-- DATA FOR THIS EXERCISE --
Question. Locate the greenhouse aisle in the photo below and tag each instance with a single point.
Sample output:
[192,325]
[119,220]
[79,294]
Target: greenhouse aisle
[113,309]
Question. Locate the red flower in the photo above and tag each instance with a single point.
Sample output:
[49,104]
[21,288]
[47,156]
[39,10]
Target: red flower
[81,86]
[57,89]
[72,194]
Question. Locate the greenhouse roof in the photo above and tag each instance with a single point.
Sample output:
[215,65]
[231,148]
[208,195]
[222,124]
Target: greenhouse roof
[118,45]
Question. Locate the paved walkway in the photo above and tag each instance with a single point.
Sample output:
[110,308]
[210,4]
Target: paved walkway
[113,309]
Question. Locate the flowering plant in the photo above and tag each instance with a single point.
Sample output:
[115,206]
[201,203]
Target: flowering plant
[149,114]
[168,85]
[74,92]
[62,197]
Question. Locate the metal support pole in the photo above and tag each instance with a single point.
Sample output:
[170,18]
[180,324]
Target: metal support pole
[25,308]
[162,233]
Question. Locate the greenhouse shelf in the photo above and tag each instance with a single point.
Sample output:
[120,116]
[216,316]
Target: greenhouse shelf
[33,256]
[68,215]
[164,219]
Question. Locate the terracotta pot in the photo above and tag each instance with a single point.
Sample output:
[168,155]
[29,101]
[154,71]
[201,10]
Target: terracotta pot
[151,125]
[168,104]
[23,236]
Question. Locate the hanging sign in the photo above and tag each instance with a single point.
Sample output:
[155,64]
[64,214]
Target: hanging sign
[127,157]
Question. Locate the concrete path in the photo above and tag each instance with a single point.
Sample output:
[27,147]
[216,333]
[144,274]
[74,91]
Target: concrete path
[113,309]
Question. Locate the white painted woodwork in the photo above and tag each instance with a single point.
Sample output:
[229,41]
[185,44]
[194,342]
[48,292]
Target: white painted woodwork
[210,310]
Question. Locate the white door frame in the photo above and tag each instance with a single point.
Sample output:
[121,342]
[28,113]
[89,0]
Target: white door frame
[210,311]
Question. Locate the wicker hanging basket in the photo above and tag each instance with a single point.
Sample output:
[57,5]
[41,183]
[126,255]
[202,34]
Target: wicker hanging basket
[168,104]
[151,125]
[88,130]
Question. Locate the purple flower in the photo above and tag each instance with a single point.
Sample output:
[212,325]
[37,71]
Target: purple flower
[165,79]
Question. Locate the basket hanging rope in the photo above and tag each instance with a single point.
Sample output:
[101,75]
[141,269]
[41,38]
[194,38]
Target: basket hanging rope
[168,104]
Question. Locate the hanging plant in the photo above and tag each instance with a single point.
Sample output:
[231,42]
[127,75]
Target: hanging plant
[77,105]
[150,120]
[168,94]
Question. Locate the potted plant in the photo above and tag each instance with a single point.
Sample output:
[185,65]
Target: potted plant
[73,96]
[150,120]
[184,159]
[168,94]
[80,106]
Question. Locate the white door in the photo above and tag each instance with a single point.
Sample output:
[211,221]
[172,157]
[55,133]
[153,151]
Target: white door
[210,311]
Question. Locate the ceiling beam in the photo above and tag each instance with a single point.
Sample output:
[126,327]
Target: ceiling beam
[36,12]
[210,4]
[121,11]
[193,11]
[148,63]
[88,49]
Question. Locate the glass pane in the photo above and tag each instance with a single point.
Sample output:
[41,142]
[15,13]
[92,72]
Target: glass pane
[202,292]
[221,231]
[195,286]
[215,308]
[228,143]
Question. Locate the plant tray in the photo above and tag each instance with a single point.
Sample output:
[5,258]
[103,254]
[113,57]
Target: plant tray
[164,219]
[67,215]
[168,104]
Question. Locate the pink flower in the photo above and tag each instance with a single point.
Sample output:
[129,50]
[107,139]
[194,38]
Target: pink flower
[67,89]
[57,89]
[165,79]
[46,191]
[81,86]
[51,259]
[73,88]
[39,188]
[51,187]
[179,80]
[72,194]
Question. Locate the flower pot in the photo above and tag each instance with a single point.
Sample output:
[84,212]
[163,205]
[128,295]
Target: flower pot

-- SHORT EXERCISE --
Set down all of the records shown above once more, exactly.

-- SOLUTION TO THE EXERCISE --
Question. Locate the greenhouse aisle in the photo below and tag each instance with a single point.
Sample output:
[192,325]
[119,220]
[79,294]
Target: greenhouse aisle
[113,309]
Question. Locate the red flower in the photo above and tag each instance with a single point.
Sample output:
[49,104]
[21,288]
[47,156]
[39,10]
Target: red flower
[81,86]
[57,89]
[72,194]
Question. Locate the greenhouse roof in the photo above and tag each instance with a single point.
Sample output:
[215,65]
[231,148]
[208,195]
[222,124]
Target: greenhouse roof
[118,45]
Question. Locate the paved walkway in the photo above and tag each instance with a single point.
Sample output:
[110,308]
[210,4]
Target: paved walkway
[113,309]
Question. Locate the flowering plant in the photo above and tag each instance with a single point.
Sample output:
[115,206]
[201,203]
Target: flowering plant
[149,114]
[168,85]
[74,92]
[62,197]
Question. Locate the metal support pole in the photo above and tag each instance with a single point.
Sample output:
[170,18]
[180,324]
Target: metal support pole
[25,308]
[162,233]
Question. Locate the greenhouse shelf in the photo above and tag each instance with a single point.
Sample output:
[120,116]
[216,316]
Target: greenhouse shelf
[33,256]
[68,215]
[164,219]
Question. Locate the terracotta pot in the photo above and tag each instance with a single point.
Sample output:
[168,155]
[29,101]
[154,71]
[201,10]
Target: terracotta pot
[151,125]
[168,104]
[23,236]
Question. Locate the hanging sign in the photo above and tag each instance with a single point.
Sample output:
[155,64]
[64,214]
Target: hanging sign
[127,157]
Question. Locate the concrete path in the photo above and tag each instance with a single point.
Sample output:
[27,147]
[216,333]
[144,274]
[74,91]
Target: concrete path
[113,309]
Question. Locate the white painted woodwork in the photo above and tag each instance with a single point.
Sample output:
[229,41]
[185,44]
[194,342]
[48,292]
Target: white painted woodwork
[210,310]
Question. Locate the white door frame in the photo above and tag each instance with a single point.
Sample output:
[121,342]
[28,113]
[89,0]
Target: white door frame
[210,311]
Question. Locate the wicker hanging basket in the photo above and tag each instance with a single point.
Sample output:
[57,5]
[41,183]
[126,255]
[202,34]
Target: wicker hanging basket
[168,104]
[151,125]
[88,130]
Question. Locate the purple flower in the photo above and tag each instance with a single point.
Sample output:
[212,325]
[37,71]
Target: purple flower
[165,79]
Question. Locate the basket hanging rope in the photo above and tag each instance with a single point.
Sample output:
[101,75]
[141,269]
[41,38]
[194,38]
Target: basket hanging rope
[168,104]
Question. Locate the hanging plant in the photo above and tag each instance with a single point.
Sample output:
[231,42]
[127,75]
Target: hanging plant
[77,105]
[150,120]
[168,94]
Question. Locate the potted plant in the photo above and tag each instance with a single point.
Sample output:
[185,65]
Target: potted plant
[73,96]
[150,120]
[184,159]
[168,94]
[80,106]
Question. Locate the white door in the photo above and tag each instance with a single point.
Sample output:
[211,221]
[172,157]
[55,133]
[153,151]
Target: white door
[210,311]
Question. Locate the ceiling beam in the photo above and tag each instance with a single point.
Sample output:
[126,327]
Target: ceiling beam
[36,12]
[210,4]
[121,11]
[193,11]
[148,63]
[88,49]
Question. Locate the glass pane in the photo above and tag each instance with a single point.
Sample output:
[41,142]
[15,13]
[92,72]
Target: glass pane
[202,292]
[221,231]
[195,286]
[215,308]
[228,143]
Question. Locate the plant tray in the photo above and tag each instance with a single point.
Sample output:
[5,258]
[103,254]
[113,57]
Target: plant tray
[164,219]
[67,215]
[168,104]
Question. Locate the pink flower in the photo above and tag each instance with a single point.
Sample output:
[129,50]
[107,139]
[194,38]
Target: pink flower
[67,89]
[57,89]
[165,79]
[46,191]
[81,86]
[51,259]
[73,88]
[39,188]
[51,187]
[179,80]
[72,194]
Question. Locate the flower pot in the photo above and tag each instance with a single point.
Sample output:
[84,212]
[163,205]
[128,295]
Target: flower pot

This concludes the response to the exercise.